====== Given text
Moskos, Peter. Cop in the Hood: My Year Policing Baltimore's Eastern District. Princeton University Press. April 3, 2008, 272 pages.

Cop in the Hood Buy ButtonCop in the Hood is an explosive insider's story of what it is really like to be a police officer on the front lines of the war on drugs. Harvard-trained sociologist Peter Moskos became a cop in Baltimore's roughest neighborhood--the Eastern District, also the location for the first season of the critically acclaimed HBO drama The Wire--where he experienced real-life poverty and violent crime firsthand. He provides an unforgettable window into this world that outsiders never see--the thriving drug corners, the nerve-rattling patrols, and the heartbreaking failure of 911.
============
====== Supplied information
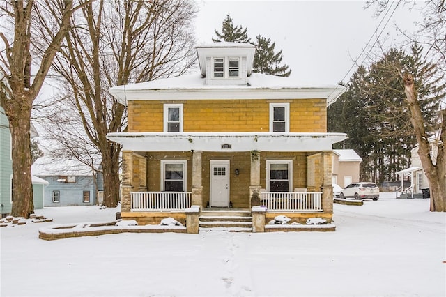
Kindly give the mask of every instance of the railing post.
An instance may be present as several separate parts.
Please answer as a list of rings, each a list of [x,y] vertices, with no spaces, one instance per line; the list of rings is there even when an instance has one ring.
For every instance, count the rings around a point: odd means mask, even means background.
[[[186,232],[192,234],[198,234],[199,230],[199,215],[200,206],[192,205],[186,209]]]
[[[266,208],[261,206],[252,208],[252,232],[265,232],[265,211]]]
[[[200,151],[192,152],[192,201],[194,205],[203,206],[203,184],[202,184],[202,155]]]
[[[121,195],[121,211],[130,211],[131,192],[133,190],[133,153],[123,151],[123,185]]]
============
● Action item A
Duplicate everything in the book description from "Cop in the Hood Buy" down to "failure of 911.".
● Action item B
Translate this sentence from the book description into Spanish: "He provides an unforgettable window into this world that outsiders never see--the thriving drug corners, the nerve-rattling patrols, and the heartbreaking failure of 911."
● Action item C
Write the next part of the book description of Cop in the Hood, picking up after its final sentence.

● Exercise output A
Cop in the Hood Buy ButtonCop in the Hood is an explosive insider's story of what it is really like to be a police officer on the front lines of the war on drugs. Harvard-trained sociologist Peter Moskos became a cop in Baltimore's roughest neighborhood--the Eastern District, also the location for the first season of the critically acclaimed HBO drama The Wire--where he experienced real-life poverty and violent crime firsthand. He provides an unforgettable window into this world that outsiders never see--the thriving drug corners, the nerve-rattling patrols, and the heartbreaking failure of 911.

● Exercise output B
Ofrece una ventana inolvidable a este mundo que los de fuera nunca ven: las prósperas esquinas de la droga, las patrullas que crispan los nervios y el desgarrador fracaso del 911.

● Exercise output C
Moskos reveals the truth about the drug war and why it is engineered to fail--a truth he learned on the midnight shift. He describes police academy graduates fully unprepared for the realities of the street. He tells of a criminal justice system that incarcerates poor black men on a mass scale--a self-defeating system that measures success by arrest quotas and fosters a street code at odds with the rest of society--and argues for drug legalization as the only realistic way to end drug violence and let cops once again protect and serve. Moskos shows how officers in the ghetto are less concerned with those policed than with self-preservation and maximizing overtime pay--yet how any one of them would give their life for a fellow officer. Cop in the Hood ventures deep behind the Thin Blue Line to disclose the inner workings of law enforcement in America's inner cities. Those who read it will never view the badge the same way again.